WE'RE NUMBER ONE
No other country is even close – luckily for them. VOX explores the dimensions of American gun violence in 17 maps and charts. Bottom line: Keep those thoughts and prayers handy, because there’s no reason to expect things to change.
https://www.vox.com/policy-and-politics/2017/10/2/16399418/us-gun-violence-statistics-maps-charts
In the meantime, I’ll share something I wrote in July, 2016, before I had my blog. I’ve edited it a bit to reflect the new political realities of 2017. It was called GUNS, GUN NUTS, AND ME.
When I was about five years old, the United States was involved in a war in Korea. I was much too young to understand anything about it. Since the conflict was over before the first television broadcasts penetrated into my corner of Kansas, I’m not sure how I even came to form an opinion. But somehow I was really gung-ho. I told my father that I hoped I got to fight in a war someday. He gave me an astonished look and said, “I hope you never do.”
I grew up in Kansas in the 1950s, a time and place where hunting and fishing were traditional bonding activities between father and son. My father wasn’t really fond of either activity, but he dutifully took me on hunting and fishing expeditions a few times. I suspect he was relieved when it became clear that I liked the idea of hunting and fishing much more than I enjoyed the actual outdoors experience. But I did like the gear. And I liked shooting guns. We had a single shot .22 rifle and an old .410 shotgun, and my father would sometimes drive me out into the countryside and set up a row of bottles and tin cans that I could shoot at.
By the time I reached my teens, I’d lost my taste for battle. I was a bookworm, with no desire to hurt anyone. But weapons still fascinated me – especially old ones. An AR-15 looks robotic, like something from a bad science fiction movie. But I’d be thrilled if I woke up on Christmas morning and found that Santa had left me a catapult, a blunderbuss, or a crossbow. Or a Thompson submachine gun. That would be cool!

Dataset excerpt
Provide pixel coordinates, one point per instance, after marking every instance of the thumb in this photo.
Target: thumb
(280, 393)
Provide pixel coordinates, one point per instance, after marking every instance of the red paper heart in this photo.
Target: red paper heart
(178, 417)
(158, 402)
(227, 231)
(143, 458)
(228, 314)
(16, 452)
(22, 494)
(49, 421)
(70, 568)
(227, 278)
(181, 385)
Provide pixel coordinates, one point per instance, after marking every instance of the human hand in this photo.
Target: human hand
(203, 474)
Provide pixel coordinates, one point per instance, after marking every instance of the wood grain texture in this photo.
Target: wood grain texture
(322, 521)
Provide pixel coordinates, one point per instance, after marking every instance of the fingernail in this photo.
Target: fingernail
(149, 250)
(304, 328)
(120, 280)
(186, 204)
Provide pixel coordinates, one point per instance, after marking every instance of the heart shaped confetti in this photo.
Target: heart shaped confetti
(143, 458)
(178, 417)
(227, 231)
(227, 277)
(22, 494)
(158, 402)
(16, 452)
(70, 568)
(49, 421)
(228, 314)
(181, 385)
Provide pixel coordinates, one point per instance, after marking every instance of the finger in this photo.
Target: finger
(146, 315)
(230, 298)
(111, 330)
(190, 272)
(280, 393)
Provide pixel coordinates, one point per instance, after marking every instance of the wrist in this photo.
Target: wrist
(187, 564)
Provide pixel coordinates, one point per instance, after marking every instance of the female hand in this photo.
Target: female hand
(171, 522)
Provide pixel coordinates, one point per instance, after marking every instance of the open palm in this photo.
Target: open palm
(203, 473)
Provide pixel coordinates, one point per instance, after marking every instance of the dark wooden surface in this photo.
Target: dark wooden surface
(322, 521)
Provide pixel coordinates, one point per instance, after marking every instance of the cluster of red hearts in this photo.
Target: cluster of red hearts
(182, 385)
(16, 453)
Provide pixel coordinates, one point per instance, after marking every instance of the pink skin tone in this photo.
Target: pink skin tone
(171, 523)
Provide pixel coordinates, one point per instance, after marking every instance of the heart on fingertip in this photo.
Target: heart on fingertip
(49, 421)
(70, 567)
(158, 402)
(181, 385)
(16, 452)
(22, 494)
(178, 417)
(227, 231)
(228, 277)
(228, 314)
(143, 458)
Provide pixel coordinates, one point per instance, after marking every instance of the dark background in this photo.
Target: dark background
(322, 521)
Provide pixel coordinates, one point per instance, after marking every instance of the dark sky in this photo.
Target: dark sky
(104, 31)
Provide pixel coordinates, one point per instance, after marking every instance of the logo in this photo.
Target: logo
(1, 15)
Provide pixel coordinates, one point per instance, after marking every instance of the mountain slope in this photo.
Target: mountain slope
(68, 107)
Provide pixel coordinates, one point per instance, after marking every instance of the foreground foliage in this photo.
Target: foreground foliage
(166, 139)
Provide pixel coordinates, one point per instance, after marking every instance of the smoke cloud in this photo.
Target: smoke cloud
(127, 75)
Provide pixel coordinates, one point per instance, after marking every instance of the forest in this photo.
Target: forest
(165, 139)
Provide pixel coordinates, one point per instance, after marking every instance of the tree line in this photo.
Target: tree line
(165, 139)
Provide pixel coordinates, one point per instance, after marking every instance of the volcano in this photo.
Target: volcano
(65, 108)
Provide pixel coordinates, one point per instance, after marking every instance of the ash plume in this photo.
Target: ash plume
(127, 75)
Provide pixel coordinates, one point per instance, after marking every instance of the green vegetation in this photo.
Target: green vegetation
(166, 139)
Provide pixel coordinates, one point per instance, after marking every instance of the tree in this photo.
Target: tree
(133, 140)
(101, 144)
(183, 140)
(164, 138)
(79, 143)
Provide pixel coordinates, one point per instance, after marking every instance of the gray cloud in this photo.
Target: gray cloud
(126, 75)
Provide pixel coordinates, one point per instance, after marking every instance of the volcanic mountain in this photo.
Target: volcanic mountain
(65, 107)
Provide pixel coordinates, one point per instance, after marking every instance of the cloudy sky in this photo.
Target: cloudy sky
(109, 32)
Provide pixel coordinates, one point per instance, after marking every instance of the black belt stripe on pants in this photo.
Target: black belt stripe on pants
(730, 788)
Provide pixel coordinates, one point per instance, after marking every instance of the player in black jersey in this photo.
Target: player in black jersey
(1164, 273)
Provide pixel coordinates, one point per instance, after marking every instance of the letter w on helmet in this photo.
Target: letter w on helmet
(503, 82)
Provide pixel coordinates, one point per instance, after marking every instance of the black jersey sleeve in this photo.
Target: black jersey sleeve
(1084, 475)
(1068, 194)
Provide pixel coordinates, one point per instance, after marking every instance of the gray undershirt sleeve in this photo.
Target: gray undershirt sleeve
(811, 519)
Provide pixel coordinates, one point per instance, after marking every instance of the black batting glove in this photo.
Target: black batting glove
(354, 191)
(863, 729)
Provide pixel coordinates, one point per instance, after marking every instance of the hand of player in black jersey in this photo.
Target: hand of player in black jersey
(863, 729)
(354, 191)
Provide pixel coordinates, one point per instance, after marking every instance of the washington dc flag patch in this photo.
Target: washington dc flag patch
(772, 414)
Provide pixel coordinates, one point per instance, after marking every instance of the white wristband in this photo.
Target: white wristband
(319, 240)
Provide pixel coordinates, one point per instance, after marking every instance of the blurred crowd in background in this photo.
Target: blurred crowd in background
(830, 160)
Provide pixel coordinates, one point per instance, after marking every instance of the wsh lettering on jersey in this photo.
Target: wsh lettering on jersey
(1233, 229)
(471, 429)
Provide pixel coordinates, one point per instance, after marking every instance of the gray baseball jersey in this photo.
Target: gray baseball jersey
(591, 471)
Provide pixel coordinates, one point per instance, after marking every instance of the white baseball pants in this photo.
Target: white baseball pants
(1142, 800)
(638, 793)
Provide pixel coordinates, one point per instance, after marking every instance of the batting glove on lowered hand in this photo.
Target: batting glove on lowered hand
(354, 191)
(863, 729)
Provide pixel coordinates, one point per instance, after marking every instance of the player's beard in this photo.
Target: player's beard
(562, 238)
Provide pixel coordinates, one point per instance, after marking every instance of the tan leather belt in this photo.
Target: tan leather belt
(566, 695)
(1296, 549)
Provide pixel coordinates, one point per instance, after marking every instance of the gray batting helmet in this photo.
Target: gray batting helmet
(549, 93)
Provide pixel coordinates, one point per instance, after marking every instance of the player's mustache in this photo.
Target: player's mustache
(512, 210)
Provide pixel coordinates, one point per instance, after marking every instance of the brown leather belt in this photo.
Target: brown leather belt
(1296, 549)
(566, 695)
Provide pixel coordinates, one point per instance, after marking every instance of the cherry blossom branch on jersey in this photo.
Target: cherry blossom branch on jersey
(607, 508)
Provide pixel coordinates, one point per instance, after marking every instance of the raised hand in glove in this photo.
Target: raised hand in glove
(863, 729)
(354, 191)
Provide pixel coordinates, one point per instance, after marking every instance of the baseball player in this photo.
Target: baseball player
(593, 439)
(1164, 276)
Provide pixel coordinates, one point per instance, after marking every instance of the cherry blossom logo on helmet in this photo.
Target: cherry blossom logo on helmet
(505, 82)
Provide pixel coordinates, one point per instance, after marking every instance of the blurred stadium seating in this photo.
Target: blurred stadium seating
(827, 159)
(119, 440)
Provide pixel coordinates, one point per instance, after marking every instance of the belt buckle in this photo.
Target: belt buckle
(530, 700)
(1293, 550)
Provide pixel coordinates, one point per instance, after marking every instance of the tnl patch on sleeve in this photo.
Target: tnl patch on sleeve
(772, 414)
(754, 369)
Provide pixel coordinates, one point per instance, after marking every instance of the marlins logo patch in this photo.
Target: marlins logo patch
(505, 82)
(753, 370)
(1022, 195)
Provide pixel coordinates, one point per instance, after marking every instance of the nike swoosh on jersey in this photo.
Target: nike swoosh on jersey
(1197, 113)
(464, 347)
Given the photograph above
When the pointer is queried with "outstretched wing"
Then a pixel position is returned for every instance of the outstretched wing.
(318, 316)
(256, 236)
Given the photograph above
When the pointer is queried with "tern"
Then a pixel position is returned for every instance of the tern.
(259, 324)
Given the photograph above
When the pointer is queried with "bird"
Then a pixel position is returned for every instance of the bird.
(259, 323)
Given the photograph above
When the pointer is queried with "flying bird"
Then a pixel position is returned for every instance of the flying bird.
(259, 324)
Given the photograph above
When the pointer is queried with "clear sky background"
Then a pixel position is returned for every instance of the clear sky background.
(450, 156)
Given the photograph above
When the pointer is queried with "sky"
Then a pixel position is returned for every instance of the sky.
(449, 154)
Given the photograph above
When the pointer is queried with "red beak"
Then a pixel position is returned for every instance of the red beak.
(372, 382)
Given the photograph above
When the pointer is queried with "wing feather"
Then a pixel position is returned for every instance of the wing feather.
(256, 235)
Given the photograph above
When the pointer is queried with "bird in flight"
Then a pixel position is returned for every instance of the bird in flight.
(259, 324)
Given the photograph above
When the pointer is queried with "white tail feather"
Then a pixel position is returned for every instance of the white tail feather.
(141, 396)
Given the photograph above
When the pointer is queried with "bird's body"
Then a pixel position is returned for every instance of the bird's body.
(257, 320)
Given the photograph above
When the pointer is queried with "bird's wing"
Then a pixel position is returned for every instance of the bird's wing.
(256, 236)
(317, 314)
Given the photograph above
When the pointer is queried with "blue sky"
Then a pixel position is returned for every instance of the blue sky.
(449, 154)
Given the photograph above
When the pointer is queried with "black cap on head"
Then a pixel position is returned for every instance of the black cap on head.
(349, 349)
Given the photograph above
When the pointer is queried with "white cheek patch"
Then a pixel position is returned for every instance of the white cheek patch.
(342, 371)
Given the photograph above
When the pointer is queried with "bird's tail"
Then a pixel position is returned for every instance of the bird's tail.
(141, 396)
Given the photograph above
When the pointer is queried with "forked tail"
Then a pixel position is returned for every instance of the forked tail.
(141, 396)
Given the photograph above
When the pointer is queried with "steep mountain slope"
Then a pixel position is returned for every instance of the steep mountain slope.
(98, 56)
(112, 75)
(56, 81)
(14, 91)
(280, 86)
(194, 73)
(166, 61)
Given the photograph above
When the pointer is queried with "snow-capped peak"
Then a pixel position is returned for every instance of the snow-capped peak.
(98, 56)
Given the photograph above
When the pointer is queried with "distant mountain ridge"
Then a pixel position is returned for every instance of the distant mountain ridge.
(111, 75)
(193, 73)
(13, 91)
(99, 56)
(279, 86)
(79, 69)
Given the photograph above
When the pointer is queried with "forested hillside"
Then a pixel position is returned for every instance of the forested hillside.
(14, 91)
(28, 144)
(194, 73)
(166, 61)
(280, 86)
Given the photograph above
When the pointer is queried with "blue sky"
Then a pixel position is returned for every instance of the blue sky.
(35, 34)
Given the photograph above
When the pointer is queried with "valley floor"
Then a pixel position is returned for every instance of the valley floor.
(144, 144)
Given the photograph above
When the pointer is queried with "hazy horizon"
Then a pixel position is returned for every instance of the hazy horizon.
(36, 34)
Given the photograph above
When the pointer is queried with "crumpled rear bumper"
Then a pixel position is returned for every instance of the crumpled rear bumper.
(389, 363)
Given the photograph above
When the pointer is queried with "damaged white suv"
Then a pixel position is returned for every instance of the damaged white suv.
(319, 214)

> **Do this**:
In the essay on guns, which two guns does the writer say the family had during the writer's childhood in Kansas?

> **Written reply**:
A single shot .22 rifle and an old .410 shotgun.